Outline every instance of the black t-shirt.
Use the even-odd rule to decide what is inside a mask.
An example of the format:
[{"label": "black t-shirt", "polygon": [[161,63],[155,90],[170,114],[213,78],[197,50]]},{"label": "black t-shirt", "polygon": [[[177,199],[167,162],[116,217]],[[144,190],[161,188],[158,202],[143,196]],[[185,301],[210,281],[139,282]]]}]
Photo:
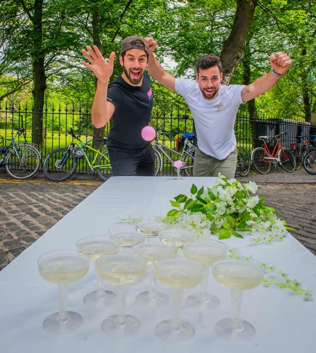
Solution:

EXERCISE DESCRIPTION ▸ Would you pull out every line of the records above verbatim, leaving out the pictures?

ANSWER TO THE PROBLEM ▸
Outline every instance of the black t-shirt.
Use the even-odd rule to decide what is inside a mask.
An example of the format:
[{"label": "black t-shirt", "polygon": [[161,63],[155,90],[170,114],[213,78],[197,50]]},{"label": "black t-shirt", "polygon": [[[177,199],[167,162],[116,217]],[[144,190],[161,188],[158,202],[143,196]],[[185,301],[210,281],[139,282]]]}]
Photo:
Solution:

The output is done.